[Stated goal] Arrange the data from the line containing "Where can you spot the pink leg" through the end of the data as a Markdown table with the columns "Number" and "Text". Put one line per row with its running number, and leave out any blank lines.

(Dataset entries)
** Begin **
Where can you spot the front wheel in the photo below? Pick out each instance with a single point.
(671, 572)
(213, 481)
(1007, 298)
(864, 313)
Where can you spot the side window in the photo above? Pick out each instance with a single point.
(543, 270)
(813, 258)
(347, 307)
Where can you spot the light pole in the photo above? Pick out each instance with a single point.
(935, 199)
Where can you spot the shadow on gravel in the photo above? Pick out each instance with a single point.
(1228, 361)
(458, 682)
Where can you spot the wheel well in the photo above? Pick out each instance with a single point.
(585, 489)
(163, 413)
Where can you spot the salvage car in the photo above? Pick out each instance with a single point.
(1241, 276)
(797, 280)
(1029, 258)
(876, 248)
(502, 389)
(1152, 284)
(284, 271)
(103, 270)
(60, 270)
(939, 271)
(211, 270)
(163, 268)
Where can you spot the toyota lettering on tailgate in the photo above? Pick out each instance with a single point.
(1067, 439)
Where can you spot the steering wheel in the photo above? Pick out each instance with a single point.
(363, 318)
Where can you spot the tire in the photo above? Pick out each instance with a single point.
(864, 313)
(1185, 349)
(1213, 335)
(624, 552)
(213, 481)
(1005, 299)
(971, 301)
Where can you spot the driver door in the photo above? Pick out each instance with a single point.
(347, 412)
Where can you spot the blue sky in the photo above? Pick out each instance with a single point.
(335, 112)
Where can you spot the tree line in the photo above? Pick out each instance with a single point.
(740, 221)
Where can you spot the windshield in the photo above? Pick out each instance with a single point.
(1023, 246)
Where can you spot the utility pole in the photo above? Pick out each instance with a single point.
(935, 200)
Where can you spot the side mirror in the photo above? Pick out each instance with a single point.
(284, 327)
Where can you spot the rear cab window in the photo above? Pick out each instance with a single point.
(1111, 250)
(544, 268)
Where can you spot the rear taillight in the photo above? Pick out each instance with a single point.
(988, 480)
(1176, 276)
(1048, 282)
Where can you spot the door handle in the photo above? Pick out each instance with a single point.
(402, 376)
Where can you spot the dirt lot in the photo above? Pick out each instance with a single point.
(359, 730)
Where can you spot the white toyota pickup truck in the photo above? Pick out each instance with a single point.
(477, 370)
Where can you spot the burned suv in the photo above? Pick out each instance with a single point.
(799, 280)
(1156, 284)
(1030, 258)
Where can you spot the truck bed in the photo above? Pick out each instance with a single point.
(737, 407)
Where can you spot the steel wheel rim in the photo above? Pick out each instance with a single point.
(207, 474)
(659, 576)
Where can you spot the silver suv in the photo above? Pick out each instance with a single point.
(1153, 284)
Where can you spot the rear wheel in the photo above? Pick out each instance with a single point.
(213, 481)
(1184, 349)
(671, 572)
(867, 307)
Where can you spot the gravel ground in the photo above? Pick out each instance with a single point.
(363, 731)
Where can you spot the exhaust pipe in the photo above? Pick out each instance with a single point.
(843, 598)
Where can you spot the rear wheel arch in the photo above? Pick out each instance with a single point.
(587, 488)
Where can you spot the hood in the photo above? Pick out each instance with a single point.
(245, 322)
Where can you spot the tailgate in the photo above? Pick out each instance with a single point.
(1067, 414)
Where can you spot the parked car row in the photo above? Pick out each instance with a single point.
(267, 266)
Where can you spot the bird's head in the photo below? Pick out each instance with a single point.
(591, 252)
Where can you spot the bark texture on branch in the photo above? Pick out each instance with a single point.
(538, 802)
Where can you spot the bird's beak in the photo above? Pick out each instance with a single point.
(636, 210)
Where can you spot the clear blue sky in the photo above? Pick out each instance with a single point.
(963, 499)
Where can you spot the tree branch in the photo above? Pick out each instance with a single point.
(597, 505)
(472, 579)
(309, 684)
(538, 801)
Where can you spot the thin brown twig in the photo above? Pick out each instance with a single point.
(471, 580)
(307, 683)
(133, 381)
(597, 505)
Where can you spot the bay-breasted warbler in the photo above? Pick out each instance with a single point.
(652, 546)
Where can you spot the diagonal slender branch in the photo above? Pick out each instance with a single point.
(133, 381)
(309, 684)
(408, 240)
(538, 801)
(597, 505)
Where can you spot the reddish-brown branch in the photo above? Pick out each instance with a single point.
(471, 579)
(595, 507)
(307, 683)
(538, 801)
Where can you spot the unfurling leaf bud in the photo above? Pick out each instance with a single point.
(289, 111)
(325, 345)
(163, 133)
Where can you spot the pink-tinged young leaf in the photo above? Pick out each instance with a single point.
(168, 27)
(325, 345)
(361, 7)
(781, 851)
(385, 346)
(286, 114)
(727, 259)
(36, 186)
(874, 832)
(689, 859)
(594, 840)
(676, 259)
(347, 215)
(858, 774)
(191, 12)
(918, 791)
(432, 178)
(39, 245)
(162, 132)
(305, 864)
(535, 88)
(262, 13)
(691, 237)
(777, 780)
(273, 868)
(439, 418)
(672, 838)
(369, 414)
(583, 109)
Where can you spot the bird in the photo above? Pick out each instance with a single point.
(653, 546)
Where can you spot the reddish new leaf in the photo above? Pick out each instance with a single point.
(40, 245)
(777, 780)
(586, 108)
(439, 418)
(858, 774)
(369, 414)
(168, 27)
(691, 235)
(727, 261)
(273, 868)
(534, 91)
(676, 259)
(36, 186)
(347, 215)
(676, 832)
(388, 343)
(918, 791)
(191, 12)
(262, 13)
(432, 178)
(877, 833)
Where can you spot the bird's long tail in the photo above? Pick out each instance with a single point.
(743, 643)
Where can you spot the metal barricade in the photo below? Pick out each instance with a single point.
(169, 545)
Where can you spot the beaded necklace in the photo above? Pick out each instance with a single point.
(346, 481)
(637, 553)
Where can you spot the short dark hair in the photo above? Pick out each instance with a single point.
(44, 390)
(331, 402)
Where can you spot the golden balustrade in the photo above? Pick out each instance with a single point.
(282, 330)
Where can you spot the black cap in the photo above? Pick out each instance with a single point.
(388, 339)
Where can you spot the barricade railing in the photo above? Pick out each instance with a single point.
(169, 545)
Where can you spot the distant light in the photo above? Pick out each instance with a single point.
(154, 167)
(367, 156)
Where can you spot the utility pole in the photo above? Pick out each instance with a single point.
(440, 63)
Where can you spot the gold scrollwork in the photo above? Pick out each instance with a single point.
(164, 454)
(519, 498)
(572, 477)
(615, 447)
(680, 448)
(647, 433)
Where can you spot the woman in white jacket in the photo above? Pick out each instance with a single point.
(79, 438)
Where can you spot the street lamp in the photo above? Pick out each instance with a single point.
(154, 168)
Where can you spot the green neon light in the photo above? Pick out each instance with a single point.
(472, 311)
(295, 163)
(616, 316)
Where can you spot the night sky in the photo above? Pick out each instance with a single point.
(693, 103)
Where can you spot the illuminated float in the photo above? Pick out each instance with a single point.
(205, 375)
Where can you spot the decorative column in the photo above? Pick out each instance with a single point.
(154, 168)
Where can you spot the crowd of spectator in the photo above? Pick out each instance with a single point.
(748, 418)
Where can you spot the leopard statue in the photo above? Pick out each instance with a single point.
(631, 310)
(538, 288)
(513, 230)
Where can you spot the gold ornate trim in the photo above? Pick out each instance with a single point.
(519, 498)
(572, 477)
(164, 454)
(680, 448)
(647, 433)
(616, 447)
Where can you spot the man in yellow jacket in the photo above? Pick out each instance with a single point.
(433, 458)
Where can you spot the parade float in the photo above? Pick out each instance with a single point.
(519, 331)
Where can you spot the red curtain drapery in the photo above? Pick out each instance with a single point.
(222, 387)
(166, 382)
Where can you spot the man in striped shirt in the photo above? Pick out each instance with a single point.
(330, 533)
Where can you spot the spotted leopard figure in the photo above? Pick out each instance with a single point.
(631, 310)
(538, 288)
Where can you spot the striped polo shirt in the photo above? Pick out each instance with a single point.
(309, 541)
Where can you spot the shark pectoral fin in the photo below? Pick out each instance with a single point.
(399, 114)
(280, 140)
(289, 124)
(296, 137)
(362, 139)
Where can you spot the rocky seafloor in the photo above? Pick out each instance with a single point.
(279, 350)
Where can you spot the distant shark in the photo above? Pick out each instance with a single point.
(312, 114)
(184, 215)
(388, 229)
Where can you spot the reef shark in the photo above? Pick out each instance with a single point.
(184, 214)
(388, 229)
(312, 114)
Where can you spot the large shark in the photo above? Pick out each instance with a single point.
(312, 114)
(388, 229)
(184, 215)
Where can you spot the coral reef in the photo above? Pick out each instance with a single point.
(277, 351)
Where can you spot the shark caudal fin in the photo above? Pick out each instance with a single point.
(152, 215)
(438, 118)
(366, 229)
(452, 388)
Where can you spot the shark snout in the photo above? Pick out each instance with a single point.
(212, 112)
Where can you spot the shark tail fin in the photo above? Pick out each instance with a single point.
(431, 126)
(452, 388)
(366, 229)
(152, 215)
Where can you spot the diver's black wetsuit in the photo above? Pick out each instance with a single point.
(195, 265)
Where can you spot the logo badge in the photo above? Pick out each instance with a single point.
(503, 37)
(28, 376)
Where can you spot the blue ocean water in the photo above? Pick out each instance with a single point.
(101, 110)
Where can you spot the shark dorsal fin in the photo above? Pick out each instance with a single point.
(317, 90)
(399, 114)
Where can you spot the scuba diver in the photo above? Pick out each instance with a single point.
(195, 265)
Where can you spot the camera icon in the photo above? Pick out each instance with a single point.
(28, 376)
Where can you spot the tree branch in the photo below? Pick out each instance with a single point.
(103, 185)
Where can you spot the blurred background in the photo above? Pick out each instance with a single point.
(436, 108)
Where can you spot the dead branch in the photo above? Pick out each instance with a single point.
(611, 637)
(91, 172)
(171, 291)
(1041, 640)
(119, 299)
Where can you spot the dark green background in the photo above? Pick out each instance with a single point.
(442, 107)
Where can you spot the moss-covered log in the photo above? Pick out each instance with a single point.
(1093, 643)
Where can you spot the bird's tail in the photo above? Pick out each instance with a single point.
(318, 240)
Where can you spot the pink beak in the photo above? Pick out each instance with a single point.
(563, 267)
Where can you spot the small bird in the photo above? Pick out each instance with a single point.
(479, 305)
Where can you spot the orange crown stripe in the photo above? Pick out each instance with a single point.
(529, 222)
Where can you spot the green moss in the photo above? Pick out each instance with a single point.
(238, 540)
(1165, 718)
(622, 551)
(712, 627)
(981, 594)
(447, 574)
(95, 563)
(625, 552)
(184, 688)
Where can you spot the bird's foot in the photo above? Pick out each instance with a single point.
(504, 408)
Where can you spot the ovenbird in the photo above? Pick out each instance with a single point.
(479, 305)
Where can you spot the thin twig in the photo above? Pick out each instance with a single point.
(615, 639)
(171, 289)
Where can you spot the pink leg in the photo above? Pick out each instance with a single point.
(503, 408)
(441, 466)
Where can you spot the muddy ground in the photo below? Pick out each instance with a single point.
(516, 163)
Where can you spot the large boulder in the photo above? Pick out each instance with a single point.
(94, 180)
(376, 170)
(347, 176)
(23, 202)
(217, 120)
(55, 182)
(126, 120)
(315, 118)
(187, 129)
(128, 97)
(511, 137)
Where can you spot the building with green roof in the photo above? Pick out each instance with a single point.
** End **
[Response]
| Number | Text |
|---|---|
| 1 | Where can you spot the pink leg in the photo above? Pick out each instance with a single point. |
| 2 | (503, 408) |
| 3 | (441, 466) |
| 4 | Where can you spot the muddy ground in the photo below? Pick out each instance with a single point. |
| 5 | (516, 163) |
| 6 | Where can you spot the large boulder in the photo above? Pick out each instance with a single point. |
| 7 | (94, 180) |
| 8 | (376, 170) |
| 9 | (347, 176) |
| 10 | (23, 202) |
| 11 | (217, 120) |
| 12 | (55, 182) |
| 13 | (126, 120) |
| 14 | (315, 118) |
| 15 | (187, 129) |
| 16 | (128, 97) |
| 17 | (511, 137) |
| 18 | Where can you spot the building with green roof in the photo above? Pick out each instance with a single point. |